WHAT THE EXERCISE ASKS:
Lay out the material below as a JSON list of strings, with one string for each line and blank lines omitted.

Point labeling examples
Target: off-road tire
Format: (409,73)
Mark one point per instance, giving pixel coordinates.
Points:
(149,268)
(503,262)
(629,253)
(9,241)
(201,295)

SOLUTION:
[
  "Target: off-road tire",
  "Format: (409,73)",
  "Mark one point per instance, giving pixel coordinates.",
  "Points:",
  "(149,268)",
  "(503,262)",
  "(629,253)",
  "(9,241)",
  "(201,295)"
]